**Task to complete**
Copy out every line in the entries below that contains the string "patterned", keeping each matching line whole.

**Raw entries**
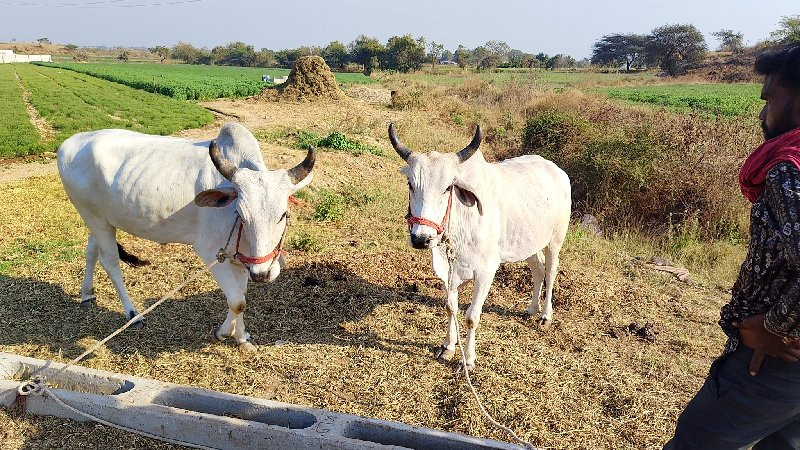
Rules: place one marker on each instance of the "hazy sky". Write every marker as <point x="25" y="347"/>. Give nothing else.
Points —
<point x="552" y="26"/>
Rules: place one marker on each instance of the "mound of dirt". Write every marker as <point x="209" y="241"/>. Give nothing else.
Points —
<point x="311" y="79"/>
<point x="728" y="68"/>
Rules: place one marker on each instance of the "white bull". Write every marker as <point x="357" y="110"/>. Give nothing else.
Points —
<point x="168" y="189"/>
<point x="507" y="211"/>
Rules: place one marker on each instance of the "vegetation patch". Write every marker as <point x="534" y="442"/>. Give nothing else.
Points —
<point x="713" y="99"/>
<point x="72" y="102"/>
<point x="18" y="136"/>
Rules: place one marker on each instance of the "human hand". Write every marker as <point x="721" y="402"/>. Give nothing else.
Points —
<point x="763" y="342"/>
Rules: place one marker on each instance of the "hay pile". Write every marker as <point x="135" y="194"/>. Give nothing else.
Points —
<point x="311" y="79"/>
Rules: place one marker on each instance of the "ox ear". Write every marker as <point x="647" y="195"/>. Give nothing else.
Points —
<point x="468" y="198"/>
<point x="216" y="198"/>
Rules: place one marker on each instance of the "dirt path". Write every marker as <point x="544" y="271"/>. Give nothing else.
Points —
<point x="46" y="131"/>
<point x="20" y="170"/>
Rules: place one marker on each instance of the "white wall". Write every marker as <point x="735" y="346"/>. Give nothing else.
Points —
<point x="8" y="56"/>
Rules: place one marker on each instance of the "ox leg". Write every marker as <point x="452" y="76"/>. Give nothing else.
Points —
<point x="551" y="270"/>
<point x="233" y="282"/>
<point x="536" y="264"/>
<point x="106" y="240"/>
<point x="87" y="287"/>
<point x="448" y="347"/>
<point x="442" y="269"/>
<point x="483" y="281"/>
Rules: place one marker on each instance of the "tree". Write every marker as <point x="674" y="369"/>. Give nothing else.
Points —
<point x="335" y="55"/>
<point x="789" y="31"/>
<point x="675" y="48"/>
<point x="190" y="54"/>
<point x="619" y="49"/>
<point x="462" y="56"/>
<point x="480" y="57"/>
<point x="447" y="55"/>
<point x="404" y="53"/>
<point x="729" y="41"/>
<point x="497" y="52"/>
<point x="161" y="51"/>
<point x="366" y="51"/>
<point x="434" y="53"/>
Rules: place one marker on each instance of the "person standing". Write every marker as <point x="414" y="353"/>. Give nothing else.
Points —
<point x="751" y="397"/>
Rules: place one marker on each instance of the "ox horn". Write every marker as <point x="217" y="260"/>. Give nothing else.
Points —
<point x="470" y="150"/>
<point x="401" y="149"/>
<point x="299" y="172"/>
<point x="225" y="167"/>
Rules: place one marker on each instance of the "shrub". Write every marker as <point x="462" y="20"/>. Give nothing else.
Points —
<point x="304" y="242"/>
<point x="550" y="131"/>
<point x="330" y="207"/>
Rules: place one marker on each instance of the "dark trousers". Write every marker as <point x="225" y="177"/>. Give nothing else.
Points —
<point x="734" y="410"/>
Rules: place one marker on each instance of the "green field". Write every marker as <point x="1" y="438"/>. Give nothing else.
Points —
<point x="191" y="82"/>
<point x="16" y="130"/>
<point x="453" y="76"/>
<point x="72" y="102"/>
<point x="715" y="99"/>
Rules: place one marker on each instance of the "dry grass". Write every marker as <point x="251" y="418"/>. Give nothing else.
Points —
<point x="359" y="341"/>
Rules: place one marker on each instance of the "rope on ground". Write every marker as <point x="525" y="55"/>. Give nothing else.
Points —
<point x="450" y="255"/>
<point x="39" y="386"/>
<point x="478" y="399"/>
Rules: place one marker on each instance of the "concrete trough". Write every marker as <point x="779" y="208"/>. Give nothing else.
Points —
<point x="211" y="418"/>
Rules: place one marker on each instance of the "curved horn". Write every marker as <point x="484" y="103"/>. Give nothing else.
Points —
<point x="401" y="149"/>
<point x="470" y="150"/>
<point x="225" y="167"/>
<point x="299" y="172"/>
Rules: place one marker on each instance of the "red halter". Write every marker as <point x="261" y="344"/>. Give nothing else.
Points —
<point x="262" y="259"/>
<point x="422" y="221"/>
<point x="257" y="259"/>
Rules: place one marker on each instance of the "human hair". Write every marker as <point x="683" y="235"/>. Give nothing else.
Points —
<point x="783" y="61"/>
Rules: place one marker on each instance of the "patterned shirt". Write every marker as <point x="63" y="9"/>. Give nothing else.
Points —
<point x="769" y="279"/>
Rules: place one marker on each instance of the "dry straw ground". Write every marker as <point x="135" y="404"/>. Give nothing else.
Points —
<point x="350" y="325"/>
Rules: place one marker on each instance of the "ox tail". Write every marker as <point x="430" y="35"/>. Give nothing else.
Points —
<point x="131" y="260"/>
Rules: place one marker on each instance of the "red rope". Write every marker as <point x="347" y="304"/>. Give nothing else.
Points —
<point x="422" y="221"/>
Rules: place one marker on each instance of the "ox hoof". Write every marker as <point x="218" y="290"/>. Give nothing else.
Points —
<point x="219" y="337"/>
<point x="469" y="366"/>
<point x="248" y="347"/>
<point x="139" y="323"/>
<point x="443" y="354"/>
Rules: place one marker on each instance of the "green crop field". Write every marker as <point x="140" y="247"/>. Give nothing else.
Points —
<point x="191" y="82"/>
<point x="16" y="130"/>
<point x="715" y="99"/>
<point x="453" y="76"/>
<point x="71" y="102"/>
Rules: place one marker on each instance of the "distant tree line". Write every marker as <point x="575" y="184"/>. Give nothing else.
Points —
<point x="400" y="53"/>
<point x="677" y="48"/>
<point x="673" y="48"/>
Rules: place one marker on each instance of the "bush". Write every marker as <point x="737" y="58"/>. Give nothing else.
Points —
<point x="304" y="242"/>
<point x="551" y="131"/>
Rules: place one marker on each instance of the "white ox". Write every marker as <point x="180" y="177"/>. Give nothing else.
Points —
<point x="168" y="189"/>
<point x="507" y="211"/>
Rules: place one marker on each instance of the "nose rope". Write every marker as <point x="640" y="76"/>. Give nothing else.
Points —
<point x="222" y="255"/>
<point x="412" y="219"/>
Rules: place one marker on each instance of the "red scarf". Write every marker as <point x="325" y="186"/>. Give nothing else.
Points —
<point x="753" y="174"/>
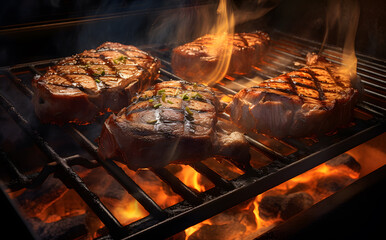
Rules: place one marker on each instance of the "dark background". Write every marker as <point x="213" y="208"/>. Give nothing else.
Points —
<point x="45" y="29"/>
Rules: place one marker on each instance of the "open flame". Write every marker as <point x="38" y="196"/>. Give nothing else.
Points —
<point x="257" y="216"/>
<point x="223" y="44"/>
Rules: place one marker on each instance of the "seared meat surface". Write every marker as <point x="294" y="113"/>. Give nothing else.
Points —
<point x="310" y="101"/>
<point x="81" y="86"/>
<point x="174" y="121"/>
<point x="196" y="60"/>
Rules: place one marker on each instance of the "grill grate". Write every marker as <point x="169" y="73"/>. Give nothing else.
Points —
<point x="299" y="155"/>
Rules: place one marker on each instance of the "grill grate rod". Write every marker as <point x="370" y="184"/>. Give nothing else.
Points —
<point x="65" y="173"/>
<point x="120" y="175"/>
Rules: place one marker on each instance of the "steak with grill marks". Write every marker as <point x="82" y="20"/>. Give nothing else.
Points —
<point x="194" y="61"/>
<point x="79" y="87"/>
<point x="310" y="101"/>
<point x="174" y="121"/>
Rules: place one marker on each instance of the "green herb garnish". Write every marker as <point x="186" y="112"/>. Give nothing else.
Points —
<point x="157" y="105"/>
<point x="159" y="92"/>
<point x="152" y="121"/>
<point x="188" y="110"/>
<point x="185" y="97"/>
<point x="198" y="96"/>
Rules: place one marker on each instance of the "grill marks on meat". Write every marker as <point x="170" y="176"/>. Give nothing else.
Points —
<point x="310" y="101"/>
<point x="81" y="86"/>
<point x="196" y="60"/>
<point x="174" y="121"/>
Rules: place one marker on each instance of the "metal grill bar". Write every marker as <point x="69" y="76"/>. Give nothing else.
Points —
<point x="67" y="175"/>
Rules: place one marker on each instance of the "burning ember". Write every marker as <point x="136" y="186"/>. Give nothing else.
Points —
<point x="252" y="218"/>
<point x="57" y="209"/>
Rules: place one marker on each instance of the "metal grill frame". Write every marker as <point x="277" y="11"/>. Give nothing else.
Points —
<point x="197" y="207"/>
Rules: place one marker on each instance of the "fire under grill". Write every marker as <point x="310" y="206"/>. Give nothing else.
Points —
<point x="62" y="147"/>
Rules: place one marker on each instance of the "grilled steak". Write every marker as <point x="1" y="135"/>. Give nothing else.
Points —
<point x="174" y="121"/>
<point x="310" y="101"/>
<point x="195" y="60"/>
<point x="81" y="86"/>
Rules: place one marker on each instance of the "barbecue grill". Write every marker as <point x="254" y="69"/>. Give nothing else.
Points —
<point x="55" y="150"/>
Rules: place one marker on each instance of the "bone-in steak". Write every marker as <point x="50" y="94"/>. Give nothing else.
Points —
<point x="196" y="60"/>
<point x="174" y="121"/>
<point x="310" y="101"/>
<point x="79" y="87"/>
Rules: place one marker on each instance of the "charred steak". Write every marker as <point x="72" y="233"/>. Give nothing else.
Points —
<point x="310" y="101"/>
<point x="195" y="60"/>
<point x="81" y="86"/>
<point x="174" y="121"/>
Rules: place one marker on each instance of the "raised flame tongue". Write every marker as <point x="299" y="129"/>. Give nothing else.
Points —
<point x="344" y="15"/>
<point x="222" y="45"/>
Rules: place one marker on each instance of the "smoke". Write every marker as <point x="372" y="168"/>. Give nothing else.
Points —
<point x="343" y="15"/>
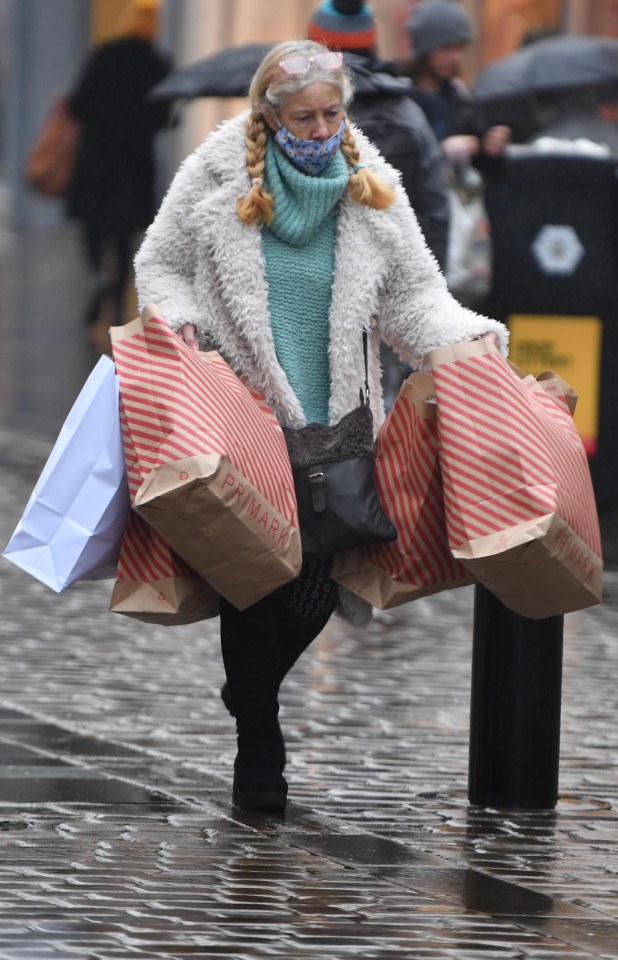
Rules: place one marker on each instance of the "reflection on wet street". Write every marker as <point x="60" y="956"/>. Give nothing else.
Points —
<point x="117" y="837"/>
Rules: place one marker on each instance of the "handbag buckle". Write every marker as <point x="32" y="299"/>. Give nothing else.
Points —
<point x="317" y="483"/>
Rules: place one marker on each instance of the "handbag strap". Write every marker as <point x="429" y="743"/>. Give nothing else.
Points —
<point x="365" y="397"/>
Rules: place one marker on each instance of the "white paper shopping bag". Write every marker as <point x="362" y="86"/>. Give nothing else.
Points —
<point x="73" y="523"/>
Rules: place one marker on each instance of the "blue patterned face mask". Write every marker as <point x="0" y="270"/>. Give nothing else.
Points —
<point x="310" y="156"/>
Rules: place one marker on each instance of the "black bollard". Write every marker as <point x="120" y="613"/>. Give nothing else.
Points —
<point x="515" y="707"/>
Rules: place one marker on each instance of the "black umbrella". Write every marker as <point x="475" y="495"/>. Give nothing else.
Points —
<point x="556" y="65"/>
<point x="227" y="73"/>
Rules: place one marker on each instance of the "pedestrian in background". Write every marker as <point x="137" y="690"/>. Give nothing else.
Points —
<point x="281" y="238"/>
<point x="440" y="32"/>
<point x="112" y="190"/>
<point x="383" y="108"/>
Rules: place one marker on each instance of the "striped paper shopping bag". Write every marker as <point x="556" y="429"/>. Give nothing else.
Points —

**Correct output**
Rules: place one marker on each instance of the "patterned shirt". Write every marker as <point x="63" y="9"/>. Give nothing else.
Rules: place one marker on each instance of the "blue patterned face mask". Write every marker as <point x="0" y="270"/>. Give nothing else.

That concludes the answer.